11th Commissioner of the General Land Office
- In office January 6, 1847 – June 30, 1849
- President: James K. Polk Zachary Taylor
- Preceded by: James Shields
- Succeeded by: Justin Butterfield

Clerk of the United States House of Representatives
- In office 1850–1851
- Speaker: Howell Cobb;
- Preceded by: Thomas J. Campbell
- Succeeded by: John W. Forney

Personal details
- Born: February 20, 1798 Fayette County, Kentucky, U.S.
- Died: November 28, 1861 (aged 63) Washington, D.C., U.S.
- Party: Democratic

= Richard M. Young =

American judge (1798–1861)

Richard Montgomery Young (February 20, 1798 – November 28, 1861) was a U.S. Senator from Illinois.

Young was born in Fayette County, Kentucky and was admitted to the bar in 1816. In 1817, he moved his law practices to Jonesboro, Illinois, and was appointed a captain in the state militia. He served in the Illinois state house from 1820 to 1822 and as a circuit court judge from 1825 to 1837. He resigned his judgeship after being elected to the U.S. Senate in 1837 as a member of the Democratic Party. As a federal Senator, he served one six-year term; during the first four of his six years in office he was Chairman of the Senate Committee on Roads and Canals.

*Task instructions*.
- 1) Do these statements agree with the text on Richard M. Young? For each, answer yes or no and quote the words from the text that decide it.
(a) Young was admitted to the bar in 1816.
(b) Young served in the Illinois state house from 1825 to 1837.
(c) Young chaired the Senate Committee on Roads and Canals for all six years of his term.
- 2) How would you render this sentence from the text on Richard M. Young in Spanish: "In 1817, he moved his law practices to Jonesboro, Illinois, and was appointed a captain in the state militia."?
The records have nothing to do with the text on Richard M. Young.

*Data section*.

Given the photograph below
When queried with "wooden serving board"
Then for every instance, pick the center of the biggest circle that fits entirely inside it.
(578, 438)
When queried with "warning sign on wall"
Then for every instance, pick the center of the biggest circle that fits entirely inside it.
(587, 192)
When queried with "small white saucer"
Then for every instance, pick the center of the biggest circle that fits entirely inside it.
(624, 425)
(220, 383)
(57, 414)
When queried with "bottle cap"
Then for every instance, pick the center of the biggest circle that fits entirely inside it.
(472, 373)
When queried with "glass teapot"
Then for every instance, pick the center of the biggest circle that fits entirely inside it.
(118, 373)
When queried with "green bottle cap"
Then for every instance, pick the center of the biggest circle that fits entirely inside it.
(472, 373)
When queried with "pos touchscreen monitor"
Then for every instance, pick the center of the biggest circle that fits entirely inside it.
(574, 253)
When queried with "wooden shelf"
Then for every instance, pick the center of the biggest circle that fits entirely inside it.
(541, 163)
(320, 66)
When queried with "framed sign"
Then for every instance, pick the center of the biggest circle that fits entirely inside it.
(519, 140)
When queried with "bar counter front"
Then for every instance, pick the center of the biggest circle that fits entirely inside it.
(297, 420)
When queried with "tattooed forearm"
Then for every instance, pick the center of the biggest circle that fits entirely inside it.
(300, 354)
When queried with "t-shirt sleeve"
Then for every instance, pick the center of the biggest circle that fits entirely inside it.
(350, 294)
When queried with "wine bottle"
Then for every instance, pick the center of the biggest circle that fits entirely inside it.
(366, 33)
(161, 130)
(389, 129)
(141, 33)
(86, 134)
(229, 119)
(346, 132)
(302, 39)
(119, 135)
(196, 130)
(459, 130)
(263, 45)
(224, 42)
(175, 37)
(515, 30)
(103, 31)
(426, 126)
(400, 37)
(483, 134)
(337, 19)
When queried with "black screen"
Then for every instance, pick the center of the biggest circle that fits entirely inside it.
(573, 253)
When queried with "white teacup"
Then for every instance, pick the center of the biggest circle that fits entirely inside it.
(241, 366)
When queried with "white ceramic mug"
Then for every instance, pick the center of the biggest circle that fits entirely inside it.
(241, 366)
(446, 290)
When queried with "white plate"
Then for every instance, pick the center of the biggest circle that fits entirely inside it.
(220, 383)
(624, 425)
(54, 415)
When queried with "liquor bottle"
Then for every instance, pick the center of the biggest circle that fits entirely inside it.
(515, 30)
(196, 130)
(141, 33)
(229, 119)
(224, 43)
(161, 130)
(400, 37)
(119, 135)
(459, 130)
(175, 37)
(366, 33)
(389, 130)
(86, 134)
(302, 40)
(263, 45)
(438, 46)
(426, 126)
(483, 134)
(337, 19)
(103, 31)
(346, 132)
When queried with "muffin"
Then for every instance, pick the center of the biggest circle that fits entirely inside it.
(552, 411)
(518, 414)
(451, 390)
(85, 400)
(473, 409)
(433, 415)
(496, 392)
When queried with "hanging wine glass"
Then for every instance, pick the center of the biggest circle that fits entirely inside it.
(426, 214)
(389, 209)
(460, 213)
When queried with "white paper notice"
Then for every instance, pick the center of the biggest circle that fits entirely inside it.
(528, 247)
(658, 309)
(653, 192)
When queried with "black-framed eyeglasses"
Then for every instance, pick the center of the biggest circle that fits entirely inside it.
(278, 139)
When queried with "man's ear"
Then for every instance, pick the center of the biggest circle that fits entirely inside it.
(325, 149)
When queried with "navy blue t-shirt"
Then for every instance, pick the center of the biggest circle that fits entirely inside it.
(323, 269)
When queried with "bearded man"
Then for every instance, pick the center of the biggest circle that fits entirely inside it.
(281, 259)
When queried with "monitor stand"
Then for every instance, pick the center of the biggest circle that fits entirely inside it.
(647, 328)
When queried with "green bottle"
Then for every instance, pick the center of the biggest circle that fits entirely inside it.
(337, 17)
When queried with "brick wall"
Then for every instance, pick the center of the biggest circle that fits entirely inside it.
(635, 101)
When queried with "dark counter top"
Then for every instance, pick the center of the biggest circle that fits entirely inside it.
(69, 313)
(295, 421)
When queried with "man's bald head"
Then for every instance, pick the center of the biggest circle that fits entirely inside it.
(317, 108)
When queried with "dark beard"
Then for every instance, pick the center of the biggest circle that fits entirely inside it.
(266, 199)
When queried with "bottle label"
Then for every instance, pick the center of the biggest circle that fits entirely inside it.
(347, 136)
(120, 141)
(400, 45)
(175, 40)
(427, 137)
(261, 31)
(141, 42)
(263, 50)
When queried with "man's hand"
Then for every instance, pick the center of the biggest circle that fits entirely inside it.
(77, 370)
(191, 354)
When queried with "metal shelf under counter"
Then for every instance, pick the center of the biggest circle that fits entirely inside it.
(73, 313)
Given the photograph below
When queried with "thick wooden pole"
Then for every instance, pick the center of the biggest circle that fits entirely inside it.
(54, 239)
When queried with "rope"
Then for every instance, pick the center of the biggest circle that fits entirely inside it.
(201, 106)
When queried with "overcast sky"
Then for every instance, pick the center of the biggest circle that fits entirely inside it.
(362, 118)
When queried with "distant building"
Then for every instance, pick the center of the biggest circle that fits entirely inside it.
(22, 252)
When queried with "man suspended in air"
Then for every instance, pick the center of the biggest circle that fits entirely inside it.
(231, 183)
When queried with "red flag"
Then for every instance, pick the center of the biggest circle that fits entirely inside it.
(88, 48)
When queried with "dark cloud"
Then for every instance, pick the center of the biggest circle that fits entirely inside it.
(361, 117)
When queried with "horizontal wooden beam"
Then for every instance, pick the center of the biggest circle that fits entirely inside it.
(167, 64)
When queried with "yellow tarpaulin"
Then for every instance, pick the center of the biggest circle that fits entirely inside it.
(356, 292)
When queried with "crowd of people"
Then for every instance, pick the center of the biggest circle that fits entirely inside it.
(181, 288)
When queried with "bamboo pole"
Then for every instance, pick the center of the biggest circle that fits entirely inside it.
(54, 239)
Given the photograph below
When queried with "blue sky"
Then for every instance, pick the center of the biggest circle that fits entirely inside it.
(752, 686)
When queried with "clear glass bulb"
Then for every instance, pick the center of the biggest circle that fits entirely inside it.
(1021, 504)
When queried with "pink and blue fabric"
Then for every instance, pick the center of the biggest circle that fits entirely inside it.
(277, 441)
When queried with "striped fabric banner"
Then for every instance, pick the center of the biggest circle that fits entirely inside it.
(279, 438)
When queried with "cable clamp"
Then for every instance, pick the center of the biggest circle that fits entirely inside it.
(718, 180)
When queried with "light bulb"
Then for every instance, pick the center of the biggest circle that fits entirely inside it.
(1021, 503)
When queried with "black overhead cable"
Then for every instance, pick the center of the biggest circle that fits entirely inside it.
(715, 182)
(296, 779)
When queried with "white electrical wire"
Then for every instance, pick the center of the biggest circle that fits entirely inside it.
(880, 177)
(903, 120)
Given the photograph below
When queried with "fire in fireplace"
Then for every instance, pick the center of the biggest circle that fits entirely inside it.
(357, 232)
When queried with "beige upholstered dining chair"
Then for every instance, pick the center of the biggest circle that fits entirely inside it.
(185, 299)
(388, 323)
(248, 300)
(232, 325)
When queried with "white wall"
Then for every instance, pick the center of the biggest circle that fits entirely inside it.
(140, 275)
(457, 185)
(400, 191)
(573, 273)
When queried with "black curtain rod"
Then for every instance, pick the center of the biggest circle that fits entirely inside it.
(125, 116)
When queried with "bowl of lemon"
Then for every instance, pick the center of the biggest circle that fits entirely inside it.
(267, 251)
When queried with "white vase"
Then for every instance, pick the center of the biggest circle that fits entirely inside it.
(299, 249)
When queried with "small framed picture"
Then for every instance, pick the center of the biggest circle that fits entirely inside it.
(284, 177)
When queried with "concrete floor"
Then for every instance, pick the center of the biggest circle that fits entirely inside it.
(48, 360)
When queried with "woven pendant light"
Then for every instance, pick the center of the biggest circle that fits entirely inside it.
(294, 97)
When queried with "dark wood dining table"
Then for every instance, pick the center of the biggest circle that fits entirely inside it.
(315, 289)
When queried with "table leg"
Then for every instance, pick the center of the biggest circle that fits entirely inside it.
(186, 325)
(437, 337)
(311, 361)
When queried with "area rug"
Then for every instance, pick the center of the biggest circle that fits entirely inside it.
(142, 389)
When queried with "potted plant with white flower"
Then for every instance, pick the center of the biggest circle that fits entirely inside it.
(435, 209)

*Per-task answers*.
- 1)
(a) Yes: "was admitted to the bar in 1816"
(b) No: "He served in the Illinois state house from 1820 to 1822"
(c) No: "during the first four of his six years in office he was Chairman of the Senate Committee on Roads and Canals"

- 2) En 1817, trasladó sus bufetes de abogado a Jonesboro, Illinois, y fue nombrado capitán de la milicia estatal.